#### Data extract:
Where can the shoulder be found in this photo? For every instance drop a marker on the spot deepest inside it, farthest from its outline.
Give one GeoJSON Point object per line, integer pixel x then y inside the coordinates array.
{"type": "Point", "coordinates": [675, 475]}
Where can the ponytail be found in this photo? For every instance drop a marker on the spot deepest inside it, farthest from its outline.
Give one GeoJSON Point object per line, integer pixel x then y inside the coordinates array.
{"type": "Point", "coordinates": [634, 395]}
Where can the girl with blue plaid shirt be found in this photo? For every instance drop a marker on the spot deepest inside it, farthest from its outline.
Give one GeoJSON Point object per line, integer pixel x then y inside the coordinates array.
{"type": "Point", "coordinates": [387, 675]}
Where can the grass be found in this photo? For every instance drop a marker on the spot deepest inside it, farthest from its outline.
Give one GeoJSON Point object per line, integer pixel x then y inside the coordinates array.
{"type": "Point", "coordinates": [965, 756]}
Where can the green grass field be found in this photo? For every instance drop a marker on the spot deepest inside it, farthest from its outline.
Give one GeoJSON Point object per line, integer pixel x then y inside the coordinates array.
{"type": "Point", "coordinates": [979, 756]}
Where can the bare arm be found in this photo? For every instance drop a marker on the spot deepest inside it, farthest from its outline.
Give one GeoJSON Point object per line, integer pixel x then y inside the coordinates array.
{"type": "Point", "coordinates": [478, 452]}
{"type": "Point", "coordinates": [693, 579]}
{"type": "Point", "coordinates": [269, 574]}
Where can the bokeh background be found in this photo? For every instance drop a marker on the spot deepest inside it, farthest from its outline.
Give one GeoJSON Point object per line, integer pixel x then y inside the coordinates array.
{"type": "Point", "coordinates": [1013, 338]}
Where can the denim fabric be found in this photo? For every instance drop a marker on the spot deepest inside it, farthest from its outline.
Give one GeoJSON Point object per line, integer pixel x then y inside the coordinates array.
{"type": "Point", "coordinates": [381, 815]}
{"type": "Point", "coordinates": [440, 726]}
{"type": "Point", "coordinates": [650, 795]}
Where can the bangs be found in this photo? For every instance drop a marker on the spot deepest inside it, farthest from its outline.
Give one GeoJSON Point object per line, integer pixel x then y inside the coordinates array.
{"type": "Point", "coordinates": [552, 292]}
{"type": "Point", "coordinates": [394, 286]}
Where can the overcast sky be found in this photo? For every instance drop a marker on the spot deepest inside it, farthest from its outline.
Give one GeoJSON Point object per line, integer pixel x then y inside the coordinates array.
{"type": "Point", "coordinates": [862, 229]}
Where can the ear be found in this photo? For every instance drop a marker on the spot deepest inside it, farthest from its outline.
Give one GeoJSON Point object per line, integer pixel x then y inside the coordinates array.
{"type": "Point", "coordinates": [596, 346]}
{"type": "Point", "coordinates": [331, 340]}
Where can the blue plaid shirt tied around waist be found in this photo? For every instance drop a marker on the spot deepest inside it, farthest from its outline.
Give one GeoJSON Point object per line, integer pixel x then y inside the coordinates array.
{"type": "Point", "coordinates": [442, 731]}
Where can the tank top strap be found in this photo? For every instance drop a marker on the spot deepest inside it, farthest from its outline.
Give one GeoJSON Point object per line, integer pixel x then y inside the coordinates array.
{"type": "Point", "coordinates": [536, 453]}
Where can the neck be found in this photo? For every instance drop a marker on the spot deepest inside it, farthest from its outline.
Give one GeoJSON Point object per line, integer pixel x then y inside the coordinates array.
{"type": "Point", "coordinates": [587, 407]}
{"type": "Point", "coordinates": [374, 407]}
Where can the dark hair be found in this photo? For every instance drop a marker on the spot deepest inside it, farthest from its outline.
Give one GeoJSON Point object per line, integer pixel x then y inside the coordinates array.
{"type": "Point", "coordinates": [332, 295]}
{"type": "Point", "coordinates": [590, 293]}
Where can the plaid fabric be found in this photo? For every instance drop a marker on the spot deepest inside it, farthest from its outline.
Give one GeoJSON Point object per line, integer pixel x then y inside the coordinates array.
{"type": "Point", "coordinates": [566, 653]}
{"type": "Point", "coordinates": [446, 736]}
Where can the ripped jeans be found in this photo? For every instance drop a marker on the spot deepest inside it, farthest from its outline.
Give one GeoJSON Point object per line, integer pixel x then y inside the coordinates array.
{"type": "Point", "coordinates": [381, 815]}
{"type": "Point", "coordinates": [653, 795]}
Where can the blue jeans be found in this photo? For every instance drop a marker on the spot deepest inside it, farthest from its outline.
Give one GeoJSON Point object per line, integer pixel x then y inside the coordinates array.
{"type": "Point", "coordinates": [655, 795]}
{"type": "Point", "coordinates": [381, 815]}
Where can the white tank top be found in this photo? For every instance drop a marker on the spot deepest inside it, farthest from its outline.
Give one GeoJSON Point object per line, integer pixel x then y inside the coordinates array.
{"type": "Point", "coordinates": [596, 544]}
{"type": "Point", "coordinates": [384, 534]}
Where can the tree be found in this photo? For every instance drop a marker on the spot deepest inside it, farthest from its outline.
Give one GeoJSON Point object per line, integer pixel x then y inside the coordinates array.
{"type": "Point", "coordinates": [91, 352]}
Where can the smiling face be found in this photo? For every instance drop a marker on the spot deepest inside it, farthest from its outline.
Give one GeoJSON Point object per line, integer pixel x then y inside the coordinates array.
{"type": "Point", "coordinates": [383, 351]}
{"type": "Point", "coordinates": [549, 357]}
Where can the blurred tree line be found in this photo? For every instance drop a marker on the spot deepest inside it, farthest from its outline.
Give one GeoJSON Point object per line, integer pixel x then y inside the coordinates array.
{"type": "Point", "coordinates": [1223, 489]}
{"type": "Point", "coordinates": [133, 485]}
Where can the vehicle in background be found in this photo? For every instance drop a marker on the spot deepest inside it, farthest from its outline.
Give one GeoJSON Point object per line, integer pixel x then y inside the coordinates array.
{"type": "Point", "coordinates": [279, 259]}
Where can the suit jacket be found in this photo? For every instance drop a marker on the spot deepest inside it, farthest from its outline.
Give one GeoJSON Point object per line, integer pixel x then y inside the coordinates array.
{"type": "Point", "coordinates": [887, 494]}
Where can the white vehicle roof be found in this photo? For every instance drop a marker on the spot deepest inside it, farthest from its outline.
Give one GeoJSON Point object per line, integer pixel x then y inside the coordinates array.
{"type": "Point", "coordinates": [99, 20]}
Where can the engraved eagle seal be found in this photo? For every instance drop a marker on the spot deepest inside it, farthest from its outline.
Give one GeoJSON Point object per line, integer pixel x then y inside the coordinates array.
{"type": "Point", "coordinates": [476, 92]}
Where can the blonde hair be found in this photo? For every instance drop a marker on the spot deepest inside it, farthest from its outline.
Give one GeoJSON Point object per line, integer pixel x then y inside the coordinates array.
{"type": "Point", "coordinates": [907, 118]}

#### Exercise directions:
Copy each line of the data above that holds "fabric".

#### Reply to the task:
Where can the denim fabric be found in this photo? For every instance drop a marker on the spot deepest inside it, farthest from its outline.
Where can the plaid fabric be found in this photo? For every instance drop a marker on the spot deepest inside it, farthest from its outline.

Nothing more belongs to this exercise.